TAREFAS
**A)** Transcreva do texto sobre a ocupação espanhola o trecho que começa nas palavras "E, beneficiando a" e termina depois de "ingrato é o que é.".
**B)** Prolongue o texto sobre a ocupação espanhola, começando logo a seguir à última frase apresentada.

TEXTO DADO
########################################
Nos idos de quinhentos, Portugal
foi uma potência mundial, conduziu o experimentalismo tímido de então,
afirmou-se dando novos mundos ao mundo, porfiou e matou caça, da grossa. A
ocupação espanhola, embora os compêndios o não reconheçam (lá mais para diante
a história da comunidade imporá outros critérios que fundamentem a irmandade),
foi benéfica para o país, colocando muitos mais mercados ao nosso dispor, tendo
os portugueses beneficiado, porque coligados a Espanha (Castela), das
prebendas, tenças e pressupostos inerentes a qualquer potência dominadora a
nível global.
E, beneficiando a nossa
burguesia do mundo que, Espanha, Castela dominava, já então com muito mais
recursos que Portugal, “ad libitum ad
gloriam et ex dono”, muita da nossa nobreza por essa via ocupou cargos que
dada a reduzida dimensão de Portugal a nossa corte nunca teria sequer criado. Ingrato
contudo o Zé-povinho, lá serviu de pau-de-cabeleira aos interesses de D. João IV,
tendo corrido com os espanhóis, castelhanos, acerca de quem fizemos circular a
frase e o preconceito que "de Espanha, Castela, nem bons ventos nem bons
casamentos".
Ingratidão, este povo
foi sempre ingrato é o que é.
########################################
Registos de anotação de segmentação
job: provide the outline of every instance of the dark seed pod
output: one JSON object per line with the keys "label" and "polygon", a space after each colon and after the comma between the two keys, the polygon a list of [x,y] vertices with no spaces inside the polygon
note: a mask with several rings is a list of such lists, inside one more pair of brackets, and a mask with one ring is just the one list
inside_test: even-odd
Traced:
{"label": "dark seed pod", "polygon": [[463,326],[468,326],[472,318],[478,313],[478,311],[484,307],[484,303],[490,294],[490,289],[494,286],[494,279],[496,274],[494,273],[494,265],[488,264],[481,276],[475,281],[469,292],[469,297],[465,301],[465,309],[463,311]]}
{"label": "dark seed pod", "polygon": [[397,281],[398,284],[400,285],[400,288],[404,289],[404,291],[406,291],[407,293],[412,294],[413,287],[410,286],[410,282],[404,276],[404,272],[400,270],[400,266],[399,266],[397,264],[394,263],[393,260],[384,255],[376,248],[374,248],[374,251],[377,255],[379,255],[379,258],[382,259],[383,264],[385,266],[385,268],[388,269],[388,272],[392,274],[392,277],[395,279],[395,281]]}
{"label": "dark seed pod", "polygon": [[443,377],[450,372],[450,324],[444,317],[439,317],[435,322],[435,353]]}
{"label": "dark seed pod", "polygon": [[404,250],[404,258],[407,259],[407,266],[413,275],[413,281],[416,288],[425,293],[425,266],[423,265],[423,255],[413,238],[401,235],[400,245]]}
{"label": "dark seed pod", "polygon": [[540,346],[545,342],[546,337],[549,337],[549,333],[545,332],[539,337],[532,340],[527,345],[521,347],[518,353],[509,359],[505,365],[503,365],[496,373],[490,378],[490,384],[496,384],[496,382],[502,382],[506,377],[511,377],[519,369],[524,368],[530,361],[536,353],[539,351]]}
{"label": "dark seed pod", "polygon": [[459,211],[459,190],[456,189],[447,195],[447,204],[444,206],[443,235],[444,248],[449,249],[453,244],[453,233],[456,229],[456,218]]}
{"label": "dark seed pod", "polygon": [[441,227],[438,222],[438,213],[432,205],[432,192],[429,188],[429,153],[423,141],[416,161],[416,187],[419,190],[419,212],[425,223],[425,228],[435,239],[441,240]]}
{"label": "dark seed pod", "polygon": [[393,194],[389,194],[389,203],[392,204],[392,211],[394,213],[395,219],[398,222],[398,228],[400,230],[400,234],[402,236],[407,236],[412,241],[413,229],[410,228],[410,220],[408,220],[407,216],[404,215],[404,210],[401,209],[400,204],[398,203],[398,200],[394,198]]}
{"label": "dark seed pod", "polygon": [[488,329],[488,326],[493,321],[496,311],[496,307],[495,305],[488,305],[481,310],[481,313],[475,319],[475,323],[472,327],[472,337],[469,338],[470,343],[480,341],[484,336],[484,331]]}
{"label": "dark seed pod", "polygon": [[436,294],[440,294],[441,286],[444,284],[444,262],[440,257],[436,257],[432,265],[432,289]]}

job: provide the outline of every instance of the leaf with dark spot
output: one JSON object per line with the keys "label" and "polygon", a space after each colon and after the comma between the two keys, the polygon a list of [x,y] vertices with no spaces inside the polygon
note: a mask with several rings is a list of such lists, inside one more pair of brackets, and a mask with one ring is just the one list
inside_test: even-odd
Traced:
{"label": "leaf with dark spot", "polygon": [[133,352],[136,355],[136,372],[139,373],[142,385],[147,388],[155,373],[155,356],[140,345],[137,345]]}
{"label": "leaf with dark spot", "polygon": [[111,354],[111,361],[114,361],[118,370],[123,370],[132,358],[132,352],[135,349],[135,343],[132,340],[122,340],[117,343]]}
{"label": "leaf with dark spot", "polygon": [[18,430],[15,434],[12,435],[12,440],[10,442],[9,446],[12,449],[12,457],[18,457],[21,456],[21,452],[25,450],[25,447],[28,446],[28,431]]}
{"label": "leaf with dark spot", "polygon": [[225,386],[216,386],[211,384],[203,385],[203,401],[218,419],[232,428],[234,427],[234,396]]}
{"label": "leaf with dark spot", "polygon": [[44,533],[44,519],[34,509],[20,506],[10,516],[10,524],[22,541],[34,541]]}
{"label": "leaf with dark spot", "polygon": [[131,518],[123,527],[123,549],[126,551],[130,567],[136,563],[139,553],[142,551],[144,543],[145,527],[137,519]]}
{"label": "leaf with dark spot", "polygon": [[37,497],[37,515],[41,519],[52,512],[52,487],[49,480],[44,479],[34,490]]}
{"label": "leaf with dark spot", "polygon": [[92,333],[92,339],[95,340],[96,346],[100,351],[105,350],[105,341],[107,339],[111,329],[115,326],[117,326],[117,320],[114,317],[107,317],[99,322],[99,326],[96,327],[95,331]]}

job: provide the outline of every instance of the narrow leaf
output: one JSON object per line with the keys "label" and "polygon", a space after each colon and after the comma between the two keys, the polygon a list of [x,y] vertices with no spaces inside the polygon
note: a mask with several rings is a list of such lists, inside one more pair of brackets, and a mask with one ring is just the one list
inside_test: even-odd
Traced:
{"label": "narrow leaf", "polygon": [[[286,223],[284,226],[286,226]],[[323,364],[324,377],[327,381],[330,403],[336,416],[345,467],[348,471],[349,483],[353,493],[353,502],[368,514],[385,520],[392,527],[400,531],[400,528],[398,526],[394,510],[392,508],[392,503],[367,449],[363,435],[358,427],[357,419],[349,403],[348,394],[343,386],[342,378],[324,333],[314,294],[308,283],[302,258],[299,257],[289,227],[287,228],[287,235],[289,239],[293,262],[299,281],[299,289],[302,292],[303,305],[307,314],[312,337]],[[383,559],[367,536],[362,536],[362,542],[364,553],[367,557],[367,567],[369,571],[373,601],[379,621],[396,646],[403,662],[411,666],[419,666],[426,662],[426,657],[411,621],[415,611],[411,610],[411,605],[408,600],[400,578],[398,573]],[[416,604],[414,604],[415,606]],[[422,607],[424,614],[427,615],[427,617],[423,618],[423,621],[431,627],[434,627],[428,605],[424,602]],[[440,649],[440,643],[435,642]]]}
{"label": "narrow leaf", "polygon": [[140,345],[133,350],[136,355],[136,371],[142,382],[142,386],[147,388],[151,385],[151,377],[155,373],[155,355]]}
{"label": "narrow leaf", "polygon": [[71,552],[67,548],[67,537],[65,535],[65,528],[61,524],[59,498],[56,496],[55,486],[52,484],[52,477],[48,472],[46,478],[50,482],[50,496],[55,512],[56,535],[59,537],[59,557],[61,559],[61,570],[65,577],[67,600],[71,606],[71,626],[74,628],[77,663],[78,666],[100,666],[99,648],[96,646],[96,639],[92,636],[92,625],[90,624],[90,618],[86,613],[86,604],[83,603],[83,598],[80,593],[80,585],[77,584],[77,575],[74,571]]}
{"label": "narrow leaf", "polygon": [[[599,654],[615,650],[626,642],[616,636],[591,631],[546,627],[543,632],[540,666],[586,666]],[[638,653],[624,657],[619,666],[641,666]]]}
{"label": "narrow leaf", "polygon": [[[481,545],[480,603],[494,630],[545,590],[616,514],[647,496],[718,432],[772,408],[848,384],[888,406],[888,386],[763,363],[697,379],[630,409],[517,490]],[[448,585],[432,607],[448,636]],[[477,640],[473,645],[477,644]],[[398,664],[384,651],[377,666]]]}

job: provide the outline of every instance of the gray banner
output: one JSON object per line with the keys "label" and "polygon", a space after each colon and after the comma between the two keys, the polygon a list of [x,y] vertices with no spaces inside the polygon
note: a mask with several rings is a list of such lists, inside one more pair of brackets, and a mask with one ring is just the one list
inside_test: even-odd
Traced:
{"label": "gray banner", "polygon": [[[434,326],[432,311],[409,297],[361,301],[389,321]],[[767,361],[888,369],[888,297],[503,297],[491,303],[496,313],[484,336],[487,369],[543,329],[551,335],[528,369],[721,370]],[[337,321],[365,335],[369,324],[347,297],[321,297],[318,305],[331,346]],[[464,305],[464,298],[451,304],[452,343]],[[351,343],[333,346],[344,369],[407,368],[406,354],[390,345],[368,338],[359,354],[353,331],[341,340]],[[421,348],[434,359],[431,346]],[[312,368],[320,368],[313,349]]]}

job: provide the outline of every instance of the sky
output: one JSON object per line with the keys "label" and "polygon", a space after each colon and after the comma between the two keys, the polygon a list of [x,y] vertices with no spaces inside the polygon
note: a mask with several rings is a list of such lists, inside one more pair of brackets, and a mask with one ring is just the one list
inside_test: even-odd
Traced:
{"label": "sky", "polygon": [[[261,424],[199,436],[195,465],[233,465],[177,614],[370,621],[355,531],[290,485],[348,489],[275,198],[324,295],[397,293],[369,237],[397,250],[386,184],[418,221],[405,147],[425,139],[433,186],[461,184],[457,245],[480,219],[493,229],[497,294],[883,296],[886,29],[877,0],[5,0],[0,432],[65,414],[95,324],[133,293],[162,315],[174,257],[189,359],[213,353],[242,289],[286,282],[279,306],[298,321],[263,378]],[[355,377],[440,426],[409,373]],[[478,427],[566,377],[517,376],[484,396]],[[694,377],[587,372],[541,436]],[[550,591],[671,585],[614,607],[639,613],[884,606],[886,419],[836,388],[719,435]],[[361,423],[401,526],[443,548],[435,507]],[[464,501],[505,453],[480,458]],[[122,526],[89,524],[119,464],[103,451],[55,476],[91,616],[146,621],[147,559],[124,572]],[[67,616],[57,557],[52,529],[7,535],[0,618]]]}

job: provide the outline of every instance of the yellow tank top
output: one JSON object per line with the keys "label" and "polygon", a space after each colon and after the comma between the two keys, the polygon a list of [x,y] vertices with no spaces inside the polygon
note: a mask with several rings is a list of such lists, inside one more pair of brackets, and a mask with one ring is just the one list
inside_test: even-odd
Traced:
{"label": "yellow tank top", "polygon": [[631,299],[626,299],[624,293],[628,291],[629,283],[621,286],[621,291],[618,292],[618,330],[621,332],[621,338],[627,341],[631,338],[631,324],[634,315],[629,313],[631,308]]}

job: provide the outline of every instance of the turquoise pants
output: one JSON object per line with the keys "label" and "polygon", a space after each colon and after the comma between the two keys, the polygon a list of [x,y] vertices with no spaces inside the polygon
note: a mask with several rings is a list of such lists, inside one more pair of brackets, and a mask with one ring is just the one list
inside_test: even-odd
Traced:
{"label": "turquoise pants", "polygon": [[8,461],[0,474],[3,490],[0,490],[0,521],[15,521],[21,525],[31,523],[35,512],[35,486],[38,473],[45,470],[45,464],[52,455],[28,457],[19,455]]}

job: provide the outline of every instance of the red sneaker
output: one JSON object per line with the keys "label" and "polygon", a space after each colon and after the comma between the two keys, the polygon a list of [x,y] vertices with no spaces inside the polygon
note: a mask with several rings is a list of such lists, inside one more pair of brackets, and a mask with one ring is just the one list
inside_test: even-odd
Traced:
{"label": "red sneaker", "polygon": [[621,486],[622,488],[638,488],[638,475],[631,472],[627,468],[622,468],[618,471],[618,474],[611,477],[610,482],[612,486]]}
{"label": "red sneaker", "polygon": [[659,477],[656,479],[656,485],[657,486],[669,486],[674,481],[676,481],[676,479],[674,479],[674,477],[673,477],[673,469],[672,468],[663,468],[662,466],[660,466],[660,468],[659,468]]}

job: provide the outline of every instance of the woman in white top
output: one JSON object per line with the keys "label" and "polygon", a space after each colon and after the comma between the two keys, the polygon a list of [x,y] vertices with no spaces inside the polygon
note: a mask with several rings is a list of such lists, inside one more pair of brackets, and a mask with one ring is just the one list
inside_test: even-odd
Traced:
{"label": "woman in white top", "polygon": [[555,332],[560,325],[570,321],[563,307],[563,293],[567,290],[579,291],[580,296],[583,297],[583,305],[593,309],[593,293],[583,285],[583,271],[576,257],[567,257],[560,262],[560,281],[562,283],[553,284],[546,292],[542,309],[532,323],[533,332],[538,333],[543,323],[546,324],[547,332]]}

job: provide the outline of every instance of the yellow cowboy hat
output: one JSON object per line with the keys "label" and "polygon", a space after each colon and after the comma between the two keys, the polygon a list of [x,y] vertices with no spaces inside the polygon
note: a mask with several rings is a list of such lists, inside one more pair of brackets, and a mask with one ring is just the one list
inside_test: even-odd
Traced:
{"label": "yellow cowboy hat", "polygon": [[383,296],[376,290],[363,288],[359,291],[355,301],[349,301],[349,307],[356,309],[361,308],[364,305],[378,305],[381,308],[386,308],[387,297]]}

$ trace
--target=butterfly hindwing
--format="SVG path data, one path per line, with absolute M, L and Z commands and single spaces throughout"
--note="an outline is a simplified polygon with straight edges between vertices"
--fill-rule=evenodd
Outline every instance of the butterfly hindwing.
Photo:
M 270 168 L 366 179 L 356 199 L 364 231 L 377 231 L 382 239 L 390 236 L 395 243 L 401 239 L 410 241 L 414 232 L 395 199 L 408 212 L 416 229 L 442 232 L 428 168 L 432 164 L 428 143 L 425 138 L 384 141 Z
########################################
RESULTADOS POR TAREFA
**A)**
E, beneficiando a nossa
burguesia do mundo que, Espanha, Castela dominava, já então com muito mais
recursos que Portugal, “ad libitum ad
gloriam et ex dono”, muita da nossa nobreza por essa via ocupou cargos que
dada a reduzida dimensão de Portugal a nossa corte nunca teria sequer criado. Ingrato
contudo o Zé-povinho, lá serviu de pau-de-cabeleira aos interesses de D. João IV,
tendo corrido com os espanhóis, castelhanos, acerca de quem fizemos circular a
frase e o preconceito que "de Espanha, Castela, nem bons ventos nem bons
casamentos".
Ingratidão, este povo
foi sempre ingrato é o que é.

**B)**
Todavia Castela, essa
Espanha que parece não precisar de nós para nada, não foi menos ingrata. Basta
pensar nos séculos durante os quais nos virou ostensivamente as costas, para
vermos quanto não foi menos ingrata para nós que nós para ela. A verdade é que
ninguém devia nem tinha nada a dar a ninguém, em especial nas últimas décadas,
em que dois pilantras, qual “mens
divinior”, governaram a península e os respectivos países como se governam
as hortas.
O "quinchoso"
de meu avô, um homem simples mas probo, andou sempre, talvez por isso, muito
mais bonito, viçoso e proveitoso.
Mas esses tempos parecem
estar a ficar esquecidos, agora, são precisamente “nuestros hermanos” quem, sem
peso na consciência porque no caminho certo quanto a muitas de nós, ou acusados
por outras de, sub-repticiamente, promoverem a conquista do espaço nacional, se
atiram denodadamente, como não fizeram em Aljubarrota, a estudar a nossa
língua, a formar a nossa juventude, a acudir veladamente para que nada nos
falte quando vamos ao hiper.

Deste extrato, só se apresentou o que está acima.